A run of records
[start]

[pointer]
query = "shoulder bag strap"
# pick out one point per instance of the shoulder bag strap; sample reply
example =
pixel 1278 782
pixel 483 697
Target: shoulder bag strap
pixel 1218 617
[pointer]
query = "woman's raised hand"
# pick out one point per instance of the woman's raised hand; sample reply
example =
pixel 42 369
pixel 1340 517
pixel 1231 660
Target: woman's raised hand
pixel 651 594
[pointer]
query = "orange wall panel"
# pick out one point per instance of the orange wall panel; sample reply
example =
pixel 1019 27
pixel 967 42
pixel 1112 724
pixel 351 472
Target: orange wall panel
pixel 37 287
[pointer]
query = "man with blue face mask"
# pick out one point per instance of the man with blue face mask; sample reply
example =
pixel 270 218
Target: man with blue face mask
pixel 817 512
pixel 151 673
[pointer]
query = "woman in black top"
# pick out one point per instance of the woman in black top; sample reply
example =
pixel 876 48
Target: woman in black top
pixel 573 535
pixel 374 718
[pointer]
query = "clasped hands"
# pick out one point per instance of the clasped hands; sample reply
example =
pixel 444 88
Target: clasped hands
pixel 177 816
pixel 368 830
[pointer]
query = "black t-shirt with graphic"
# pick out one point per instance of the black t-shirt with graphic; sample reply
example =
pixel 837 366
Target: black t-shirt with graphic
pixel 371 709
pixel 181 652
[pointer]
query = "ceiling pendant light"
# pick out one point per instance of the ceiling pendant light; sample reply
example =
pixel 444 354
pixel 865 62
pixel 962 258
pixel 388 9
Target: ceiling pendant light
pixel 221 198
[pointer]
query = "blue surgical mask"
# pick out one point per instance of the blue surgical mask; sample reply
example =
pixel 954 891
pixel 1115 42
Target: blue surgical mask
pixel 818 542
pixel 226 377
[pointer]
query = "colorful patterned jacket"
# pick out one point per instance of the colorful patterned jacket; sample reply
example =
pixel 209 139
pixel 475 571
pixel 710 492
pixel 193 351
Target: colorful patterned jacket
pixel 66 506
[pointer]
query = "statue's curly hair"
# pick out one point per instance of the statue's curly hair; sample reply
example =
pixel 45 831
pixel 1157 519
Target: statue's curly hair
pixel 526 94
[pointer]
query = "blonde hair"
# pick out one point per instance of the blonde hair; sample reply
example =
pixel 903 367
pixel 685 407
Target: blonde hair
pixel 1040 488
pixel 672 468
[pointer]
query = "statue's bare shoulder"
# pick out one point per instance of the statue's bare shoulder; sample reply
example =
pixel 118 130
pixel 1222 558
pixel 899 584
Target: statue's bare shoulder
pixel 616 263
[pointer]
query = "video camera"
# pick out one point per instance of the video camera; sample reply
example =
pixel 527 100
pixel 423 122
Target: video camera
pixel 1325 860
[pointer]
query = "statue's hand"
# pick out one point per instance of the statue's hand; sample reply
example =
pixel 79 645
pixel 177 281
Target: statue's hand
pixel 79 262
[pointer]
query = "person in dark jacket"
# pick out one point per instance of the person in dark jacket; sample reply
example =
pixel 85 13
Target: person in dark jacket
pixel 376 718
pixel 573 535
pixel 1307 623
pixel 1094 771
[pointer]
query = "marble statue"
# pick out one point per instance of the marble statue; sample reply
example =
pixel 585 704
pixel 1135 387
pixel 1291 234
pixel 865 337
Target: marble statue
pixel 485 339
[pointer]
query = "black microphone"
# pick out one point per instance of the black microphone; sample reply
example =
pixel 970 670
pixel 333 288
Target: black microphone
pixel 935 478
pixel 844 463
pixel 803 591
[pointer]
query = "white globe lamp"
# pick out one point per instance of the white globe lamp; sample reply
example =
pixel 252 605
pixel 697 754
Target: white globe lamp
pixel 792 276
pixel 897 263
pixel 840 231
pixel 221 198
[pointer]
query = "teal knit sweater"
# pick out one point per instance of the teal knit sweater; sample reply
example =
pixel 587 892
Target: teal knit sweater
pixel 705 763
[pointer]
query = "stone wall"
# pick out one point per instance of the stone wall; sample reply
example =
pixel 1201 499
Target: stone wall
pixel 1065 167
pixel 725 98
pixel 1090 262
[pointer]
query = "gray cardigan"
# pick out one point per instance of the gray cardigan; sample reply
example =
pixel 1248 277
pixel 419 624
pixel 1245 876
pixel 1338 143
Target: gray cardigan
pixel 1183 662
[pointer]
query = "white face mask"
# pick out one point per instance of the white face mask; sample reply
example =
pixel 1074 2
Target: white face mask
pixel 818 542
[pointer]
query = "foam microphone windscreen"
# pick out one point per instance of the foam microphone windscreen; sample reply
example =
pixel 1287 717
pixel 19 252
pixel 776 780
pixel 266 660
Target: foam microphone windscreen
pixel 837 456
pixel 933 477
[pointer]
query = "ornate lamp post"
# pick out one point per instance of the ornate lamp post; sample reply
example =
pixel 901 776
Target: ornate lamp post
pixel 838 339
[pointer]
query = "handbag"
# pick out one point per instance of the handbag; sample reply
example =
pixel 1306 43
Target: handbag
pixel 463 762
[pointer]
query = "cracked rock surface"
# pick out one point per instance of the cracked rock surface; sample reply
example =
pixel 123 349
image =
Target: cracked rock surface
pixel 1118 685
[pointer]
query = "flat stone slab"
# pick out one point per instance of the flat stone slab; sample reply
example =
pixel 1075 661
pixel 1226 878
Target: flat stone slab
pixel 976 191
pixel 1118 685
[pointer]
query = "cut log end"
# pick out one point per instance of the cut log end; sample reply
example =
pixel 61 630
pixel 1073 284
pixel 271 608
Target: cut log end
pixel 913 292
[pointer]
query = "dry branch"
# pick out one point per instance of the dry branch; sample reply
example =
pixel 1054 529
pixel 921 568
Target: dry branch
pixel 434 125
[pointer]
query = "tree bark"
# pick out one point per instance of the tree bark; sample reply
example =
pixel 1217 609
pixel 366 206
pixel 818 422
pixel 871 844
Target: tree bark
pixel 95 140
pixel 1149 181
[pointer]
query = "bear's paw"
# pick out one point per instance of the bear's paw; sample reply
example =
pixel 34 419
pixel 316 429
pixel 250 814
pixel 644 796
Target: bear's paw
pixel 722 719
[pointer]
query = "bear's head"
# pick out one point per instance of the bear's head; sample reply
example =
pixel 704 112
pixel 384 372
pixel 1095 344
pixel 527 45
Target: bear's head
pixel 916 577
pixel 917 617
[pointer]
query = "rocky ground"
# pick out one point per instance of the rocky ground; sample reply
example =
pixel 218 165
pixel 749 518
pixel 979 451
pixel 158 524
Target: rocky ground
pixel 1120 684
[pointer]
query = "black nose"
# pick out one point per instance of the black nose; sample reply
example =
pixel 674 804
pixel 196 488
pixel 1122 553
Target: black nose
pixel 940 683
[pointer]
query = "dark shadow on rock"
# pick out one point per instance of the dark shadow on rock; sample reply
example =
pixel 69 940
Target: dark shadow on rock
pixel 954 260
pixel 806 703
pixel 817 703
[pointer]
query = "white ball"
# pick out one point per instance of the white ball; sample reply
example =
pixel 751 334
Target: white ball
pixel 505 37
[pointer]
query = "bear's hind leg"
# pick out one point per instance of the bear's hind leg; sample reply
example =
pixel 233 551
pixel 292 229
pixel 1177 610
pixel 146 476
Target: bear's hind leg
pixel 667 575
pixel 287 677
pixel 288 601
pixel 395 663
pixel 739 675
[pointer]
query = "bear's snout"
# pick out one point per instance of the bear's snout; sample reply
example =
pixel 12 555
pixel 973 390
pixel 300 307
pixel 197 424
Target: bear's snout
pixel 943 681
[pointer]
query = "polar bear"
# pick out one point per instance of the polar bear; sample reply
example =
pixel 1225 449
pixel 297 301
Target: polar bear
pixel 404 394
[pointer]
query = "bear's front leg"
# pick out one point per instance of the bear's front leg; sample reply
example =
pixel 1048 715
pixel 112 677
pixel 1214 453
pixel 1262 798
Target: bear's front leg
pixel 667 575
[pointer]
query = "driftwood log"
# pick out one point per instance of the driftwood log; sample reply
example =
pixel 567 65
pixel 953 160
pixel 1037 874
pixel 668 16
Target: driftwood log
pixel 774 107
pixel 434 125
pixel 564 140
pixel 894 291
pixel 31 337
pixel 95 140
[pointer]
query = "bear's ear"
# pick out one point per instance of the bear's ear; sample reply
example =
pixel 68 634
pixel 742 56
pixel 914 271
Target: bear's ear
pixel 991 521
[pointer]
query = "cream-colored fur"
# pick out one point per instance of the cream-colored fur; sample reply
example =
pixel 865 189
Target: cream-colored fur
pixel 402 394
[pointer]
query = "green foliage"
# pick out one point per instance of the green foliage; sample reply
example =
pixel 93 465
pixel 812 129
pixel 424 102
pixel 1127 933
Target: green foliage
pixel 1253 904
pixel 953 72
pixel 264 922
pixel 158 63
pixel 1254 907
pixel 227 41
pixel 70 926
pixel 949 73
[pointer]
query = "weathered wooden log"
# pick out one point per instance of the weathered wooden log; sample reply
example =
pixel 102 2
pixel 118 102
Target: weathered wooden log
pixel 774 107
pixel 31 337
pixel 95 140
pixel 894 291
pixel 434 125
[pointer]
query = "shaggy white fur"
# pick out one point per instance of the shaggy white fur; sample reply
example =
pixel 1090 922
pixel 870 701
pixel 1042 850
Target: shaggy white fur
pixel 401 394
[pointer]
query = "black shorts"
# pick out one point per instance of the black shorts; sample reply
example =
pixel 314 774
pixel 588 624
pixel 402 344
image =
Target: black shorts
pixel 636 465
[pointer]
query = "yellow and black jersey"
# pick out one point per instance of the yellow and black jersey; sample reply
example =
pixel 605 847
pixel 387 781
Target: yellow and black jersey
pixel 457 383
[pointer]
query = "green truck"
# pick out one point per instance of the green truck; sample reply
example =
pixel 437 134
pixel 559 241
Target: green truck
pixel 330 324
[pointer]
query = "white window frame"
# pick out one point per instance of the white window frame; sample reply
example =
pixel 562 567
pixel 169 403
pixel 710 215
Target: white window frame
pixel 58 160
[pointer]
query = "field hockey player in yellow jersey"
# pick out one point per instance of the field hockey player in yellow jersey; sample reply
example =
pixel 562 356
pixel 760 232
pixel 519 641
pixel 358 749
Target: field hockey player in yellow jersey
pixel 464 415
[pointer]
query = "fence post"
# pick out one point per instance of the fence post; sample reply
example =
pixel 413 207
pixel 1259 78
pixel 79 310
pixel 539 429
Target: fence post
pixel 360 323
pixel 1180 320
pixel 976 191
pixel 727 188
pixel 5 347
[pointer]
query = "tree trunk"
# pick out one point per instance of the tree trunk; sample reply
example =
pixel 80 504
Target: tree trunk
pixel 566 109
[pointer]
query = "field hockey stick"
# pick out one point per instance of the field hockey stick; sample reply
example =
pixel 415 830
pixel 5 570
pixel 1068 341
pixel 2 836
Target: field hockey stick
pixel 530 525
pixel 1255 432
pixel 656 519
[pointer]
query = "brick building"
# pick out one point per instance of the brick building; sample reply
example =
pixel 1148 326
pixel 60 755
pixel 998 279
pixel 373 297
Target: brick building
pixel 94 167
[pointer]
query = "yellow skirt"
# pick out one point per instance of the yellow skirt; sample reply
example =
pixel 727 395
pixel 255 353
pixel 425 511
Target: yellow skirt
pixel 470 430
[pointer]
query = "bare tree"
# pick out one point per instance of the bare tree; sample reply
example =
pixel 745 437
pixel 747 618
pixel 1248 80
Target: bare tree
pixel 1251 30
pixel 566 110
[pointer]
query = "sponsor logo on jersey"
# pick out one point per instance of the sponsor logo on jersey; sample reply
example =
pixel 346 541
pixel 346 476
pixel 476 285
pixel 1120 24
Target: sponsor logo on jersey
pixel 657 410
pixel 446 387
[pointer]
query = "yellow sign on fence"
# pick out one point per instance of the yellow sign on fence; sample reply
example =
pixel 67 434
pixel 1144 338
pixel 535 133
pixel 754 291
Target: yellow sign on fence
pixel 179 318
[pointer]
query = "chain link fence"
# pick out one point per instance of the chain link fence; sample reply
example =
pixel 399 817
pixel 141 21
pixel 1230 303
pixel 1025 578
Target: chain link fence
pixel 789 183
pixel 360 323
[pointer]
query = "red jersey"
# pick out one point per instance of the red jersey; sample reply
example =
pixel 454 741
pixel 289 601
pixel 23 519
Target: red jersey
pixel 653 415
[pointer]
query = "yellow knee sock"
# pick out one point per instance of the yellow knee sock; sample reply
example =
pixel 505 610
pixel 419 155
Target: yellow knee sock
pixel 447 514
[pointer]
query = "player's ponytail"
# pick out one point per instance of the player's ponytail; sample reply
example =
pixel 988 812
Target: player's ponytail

[end]

(What you have to do): Select and copy every line of the entries above that contains the string "fence". Case counts.

(Complete response):
query = "fence post"
# pick out one point per instance of the fence post; sample reply
Target: fence post
query = "yellow sign on fence"
# pick out one point per instance of the yellow sign on fence; sample reply
Target: yellow sign on fence
query = "chain link fence"
# pick out one point per instance of the chain link fence; sample reply
Target: chain link fence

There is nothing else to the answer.